[Stored data entries]
Content starts

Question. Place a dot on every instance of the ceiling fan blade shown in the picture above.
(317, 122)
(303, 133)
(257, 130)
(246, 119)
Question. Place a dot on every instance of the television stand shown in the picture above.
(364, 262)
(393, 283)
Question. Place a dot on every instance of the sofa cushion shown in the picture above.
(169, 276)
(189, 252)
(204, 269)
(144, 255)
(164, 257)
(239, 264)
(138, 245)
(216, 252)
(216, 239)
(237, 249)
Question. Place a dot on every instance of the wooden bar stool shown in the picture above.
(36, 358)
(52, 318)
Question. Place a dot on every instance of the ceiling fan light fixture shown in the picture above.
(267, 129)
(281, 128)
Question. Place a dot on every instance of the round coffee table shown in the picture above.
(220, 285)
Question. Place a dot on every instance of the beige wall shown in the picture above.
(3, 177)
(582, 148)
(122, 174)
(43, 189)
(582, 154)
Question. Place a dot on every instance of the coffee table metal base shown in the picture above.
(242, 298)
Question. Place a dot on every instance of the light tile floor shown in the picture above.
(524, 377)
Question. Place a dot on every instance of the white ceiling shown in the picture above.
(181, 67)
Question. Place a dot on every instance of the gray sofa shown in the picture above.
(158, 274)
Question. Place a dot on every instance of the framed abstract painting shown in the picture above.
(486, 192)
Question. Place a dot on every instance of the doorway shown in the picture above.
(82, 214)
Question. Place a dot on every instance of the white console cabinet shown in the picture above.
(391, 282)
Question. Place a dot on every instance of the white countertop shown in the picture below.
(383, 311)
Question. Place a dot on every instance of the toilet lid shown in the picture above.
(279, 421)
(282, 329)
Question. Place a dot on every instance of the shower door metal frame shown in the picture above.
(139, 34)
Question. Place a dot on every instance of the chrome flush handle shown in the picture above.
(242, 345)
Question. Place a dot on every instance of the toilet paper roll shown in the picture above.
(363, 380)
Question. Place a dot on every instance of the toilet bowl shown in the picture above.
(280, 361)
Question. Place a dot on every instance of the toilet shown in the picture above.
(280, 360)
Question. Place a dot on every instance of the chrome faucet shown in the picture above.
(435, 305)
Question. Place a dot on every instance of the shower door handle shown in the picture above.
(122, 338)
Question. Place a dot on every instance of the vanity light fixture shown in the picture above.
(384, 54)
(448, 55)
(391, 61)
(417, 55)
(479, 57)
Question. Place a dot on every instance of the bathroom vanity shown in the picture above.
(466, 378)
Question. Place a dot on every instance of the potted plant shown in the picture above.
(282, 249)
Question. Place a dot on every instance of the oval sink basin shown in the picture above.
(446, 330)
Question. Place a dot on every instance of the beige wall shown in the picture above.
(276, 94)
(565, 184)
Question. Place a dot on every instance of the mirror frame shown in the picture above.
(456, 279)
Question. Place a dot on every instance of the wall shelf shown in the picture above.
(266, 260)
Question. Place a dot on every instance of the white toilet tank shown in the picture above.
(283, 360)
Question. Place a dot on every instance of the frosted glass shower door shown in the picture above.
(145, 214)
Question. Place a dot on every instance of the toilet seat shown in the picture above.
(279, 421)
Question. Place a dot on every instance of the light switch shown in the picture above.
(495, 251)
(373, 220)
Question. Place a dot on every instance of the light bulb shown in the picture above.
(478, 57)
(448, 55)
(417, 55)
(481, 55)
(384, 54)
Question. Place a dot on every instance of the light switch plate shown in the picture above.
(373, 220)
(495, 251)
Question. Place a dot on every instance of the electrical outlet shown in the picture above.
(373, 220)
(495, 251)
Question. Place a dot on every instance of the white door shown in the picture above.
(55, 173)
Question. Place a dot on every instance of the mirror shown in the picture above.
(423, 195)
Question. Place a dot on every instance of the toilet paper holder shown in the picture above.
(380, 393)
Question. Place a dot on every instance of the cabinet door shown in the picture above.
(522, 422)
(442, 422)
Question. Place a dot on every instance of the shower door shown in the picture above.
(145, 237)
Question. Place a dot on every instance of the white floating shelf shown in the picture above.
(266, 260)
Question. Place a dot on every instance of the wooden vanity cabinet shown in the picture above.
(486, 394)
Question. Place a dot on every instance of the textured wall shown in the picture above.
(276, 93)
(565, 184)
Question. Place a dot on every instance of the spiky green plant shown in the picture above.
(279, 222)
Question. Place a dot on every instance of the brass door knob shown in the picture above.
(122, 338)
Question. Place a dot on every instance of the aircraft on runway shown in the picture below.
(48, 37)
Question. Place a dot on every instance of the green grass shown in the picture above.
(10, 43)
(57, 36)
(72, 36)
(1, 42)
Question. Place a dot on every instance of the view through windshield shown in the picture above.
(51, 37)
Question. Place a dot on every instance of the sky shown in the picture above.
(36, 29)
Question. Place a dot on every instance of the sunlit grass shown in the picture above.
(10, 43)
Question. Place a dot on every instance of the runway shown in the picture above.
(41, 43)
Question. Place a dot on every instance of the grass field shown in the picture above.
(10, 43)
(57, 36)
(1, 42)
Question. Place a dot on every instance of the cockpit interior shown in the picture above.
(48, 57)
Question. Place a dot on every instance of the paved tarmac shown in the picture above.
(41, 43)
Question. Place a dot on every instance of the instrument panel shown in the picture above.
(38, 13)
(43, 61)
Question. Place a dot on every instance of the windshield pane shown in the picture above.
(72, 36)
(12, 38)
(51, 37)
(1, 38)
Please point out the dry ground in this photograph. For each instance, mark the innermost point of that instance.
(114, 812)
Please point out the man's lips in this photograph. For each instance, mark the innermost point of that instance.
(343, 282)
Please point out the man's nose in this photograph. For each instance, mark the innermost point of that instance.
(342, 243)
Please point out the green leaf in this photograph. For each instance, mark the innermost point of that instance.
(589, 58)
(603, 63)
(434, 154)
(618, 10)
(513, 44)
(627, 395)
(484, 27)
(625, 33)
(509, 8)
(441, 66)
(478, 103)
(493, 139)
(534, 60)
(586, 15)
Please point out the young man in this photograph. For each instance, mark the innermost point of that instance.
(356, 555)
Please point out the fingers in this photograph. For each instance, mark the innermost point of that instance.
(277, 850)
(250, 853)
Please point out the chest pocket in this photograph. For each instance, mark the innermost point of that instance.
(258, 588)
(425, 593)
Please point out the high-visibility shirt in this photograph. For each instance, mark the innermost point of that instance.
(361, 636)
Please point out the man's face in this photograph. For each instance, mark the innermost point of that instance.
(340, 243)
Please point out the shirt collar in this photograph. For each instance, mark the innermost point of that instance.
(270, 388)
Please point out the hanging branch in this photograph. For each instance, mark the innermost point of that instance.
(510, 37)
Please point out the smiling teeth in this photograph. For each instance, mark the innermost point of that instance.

Content ends

* **DIRECTIONS**: The records above should be transcribed in full, with no differences.

* **RESULT**:
Question. Place a dot on every instance of the ceiling fan blade shown in the picture above.
(317, 122)
(303, 133)
(257, 130)
(246, 119)
Question. Place a dot on every instance of the television stand shown in the picture above.
(364, 262)
(393, 283)
Question. Place a dot on every instance of the sofa cushion shown in the picture above.
(169, 276)
(189, 252)
(204, 269)
(144, 255)
(164, 257)
(239, 264)
(138, 245)
(216, 252)
(216, 239)
(237, 249)
Question. Place a dot on every instance of the wooden bar stool shown in the picture above.
(36, 358)
(52, 318)
Question. Place a dot on every instance of the ceiling fan light fixture shown in the picture above.
(267, 129)
(281, 128)
Question. Place a dot on every instance of the round coffee table shown in the picture above.
(220, 285)
Question. Place a dot on every instance of the beige wall shown in the picture above.
(3, 177)
(582, 148)
(122, 174)
(43, 189)
(582, 154)
Question. Place a dot on every instance of the coffee table metal base shown in the picture above.
(242, 298)
Question. Place a dot on every instance of the light tile floor shown in the picture above.
(524, 377)
Question. Place a dot on every instance of the white ceiling shown in the picture above.
(181, 67)
Question. Place a dot on every instance of the gray sofa shown in the picture above.
(158, 274)
Question. Place a dot on every instance of the framed abstract painting shown in the picture above.
(486, 192)
Question. Place a dot on every instance of the doorway shown in the picture above.
(82, 214)
Question. Place a dot on every instance of the white console cabinet shown in the picture above.
(391, 282)
Question. Place a dot on every instance of the white countertop shown in the picture below.
(383, 311)
Question. Place a dot on every instance of the toilet lid shown in the picture above.
(279, 421)
(282, 329)
Question. Place a dot on every instance of the shower door metal frame shown in the picture above.
(139, 34)
Question. Place a dot on every instance of the chrome flush handle shown in the picture above.
(242, 345)
Question. Place a dot on every instance of the toilet paper roll shown in the picture above.
(363, 380)
Question. Place a dot on every instance of the toilet bowl shown in the picture above.
(280, 361)
Question. Place a dot on every instance of the toilet shown in the picture above.
(280, 360)
Question. Place a dot on every instance of the chrome faucet shown in the picture above.
(435, 305)
Question. Place a dot on every instance of the shower door handle shown in the picture above.
(122, 338)
Question. Place a dot on every instance of the vanity light fixture shown in the picture above.
(384, 54)
(448, 55)
(391, 61)
(417, 55)
(479, 57)
Question. Place a dot on every instance of the bathroom vanity shown in the picture above.
(466, 378)
Question. Place a dot on every instance of the potted plant shown in the picture above.
(282, 249)
Question. Place a dot on every instance of the oval sink basin shown in the picture above.
(446, 330)
Question. Place a dot on every instance of the beige wall shown in the picture above.
(276, 94)
(565, 184)
Question. Place a dot on every instance of the mirror frame shown in the picture above.
(456, 279)
Question. Place a dot on every instance of the wall shelf shown in the picture above.
(266, 260)
Question. Place a dot on every instance of the white toilet tank shown in the picture above.
(283, 360)
Question. Place a dot on every instance of the frosted glass shower door shown in the picture above.
(145, 214)
Question. Place a dot on every instance of the toilet seat shown in the picture above.
(279, 421)
Question. Place a dot on every instance of the light switch shown in the picture above.
(495, 251)
(373, 220)
Question. Place a dot on every instance of the light bulb shown in the picture above.
(478, 57)
(448, 55)
(417, 55)
(481, 55)
(384, 54)
Question. Place a dot on every instance of the light switch plate shown in the picture above.
(373, 220)
(495, 251)
Question. Place a dot on every instance of the electrical outlet shown in the picture above.
(373, 220)
(495, 251)
Question. Place a dot on every instance of the white door shown in the picture above.
(55, 173)
Question. Place a dot on every instance of the mirror shown in the picture above.
(423, 195)
Question. Place a dot on every instance of the toilet paper holder shown in the picture above.
(380, 393)
Question. Place a dot on every instance of the cabinet door shown in the picture above.
(522, 422)
(442, 422)
Question. Place a dot on every instance of the shower door shown in the picture above.
(145, 237)
Question. Place a dot on every instance of the white floating shelf shown in the picture above.
(266, 260)
Question. Place a dot on every instance of the wooden vanity cabinet shown in the picture above.
(486, 394)
Question. Place a dot on every instance of the textured wall shown in the picture above.
(276, 93)
(565, 184)
Question. Place a dot on every instance of the spiky green plant shown in the picture above.
(279, 222)
Question. Place a dot on every instance of the brass door knob shown in the picture above.
(122, 338)
Question. Place a dot on every instance of the aircraft on runway shown in the picture below.
(48, 37)
Question. Place a dot on every instance of the green grass shown in the picture above.
(10, 43)
(57, 36)
(72, 36)
(1, 42)
Question. Place a dot on every instance of the view through windshield shown in the picture above.
(51, 37)
Question. Place a dot on every instance of the sky shown in the picture above.
(36, 29)
Question. Place a dot on every instance of the sunlit grass shown in the picture above.
(10, 43)
Question. Place a dot on every instance of the runway shown in the picture above.
(41, 43)
Question. Place a dot on every instance of the grass field shown in the picture above.
(10, 43)
(57, 36)
(1, 42)
Question. Place a dot on every instance of the cockpit interior shown in the picture above.
(48, 57)
Question. Place a dot on every instance of the paved tarmac shown in the picture above.
(41, 43)
Question. Place a dot on every instance of the instrument panel shown in the picture above.
(38, 13)
(43, 61)
Question. Place a dot on every instance of the windshield pane shown in the picture above.
(72, 36)
(12, 38)
(51, 37)
(1, 38)
Please point out the dry ground in this photograph. For each instance, mark the innermost point of that instance.
(114, 812)
Please point out the man's lips in this photograph. For each instance, mark the innermost point of that instance.
(343, 282)
Please point out the man's nose in this photograph. For each instance, mark the innermost point of that instance.
(342, 243)
Please point out the green leaf in this photograph. For each instance, mark the innermost point of that instance.
(589, 58)
(603, 63)
(434, 154)
(618, 10)
(513, 44)
(627, 395)
(484, 27)
(625, 33)
(509, 8)
(441, 66)
(478, 103)
(493, 139)
(534, 60)
(586, 15)
Please point out the young man in this photograph. For each instance, mark the innermost point of that instance.
(356, 555)
Please point out the fingers in this photograph. For each instance, mark the innermost point of that instance.
(277, 850)
(250, 853)
Please point out the chest pocket in this photograph. For each instance, mark the innermost point of that instance.
(258, 588)
(425, 593)
Please point out the high-visibility shirt in this photograph. For each instance, mark the innermost point of that instance.
(361, 636)
Please point out the man's face in this photograph. For each instance, mark the innermost point of that instance.
(340, 243)
Please point out the shirt collar in this photograph. For each instance, mark the innermost point of that instance.
(270, 388)
Please point out the hanging branch in this photograph. For each instance, mark the innermost point of that instance.
(510, 37)
Please point out the smiling teeth in this photograph. For each instance, mark the innermost point of that instance.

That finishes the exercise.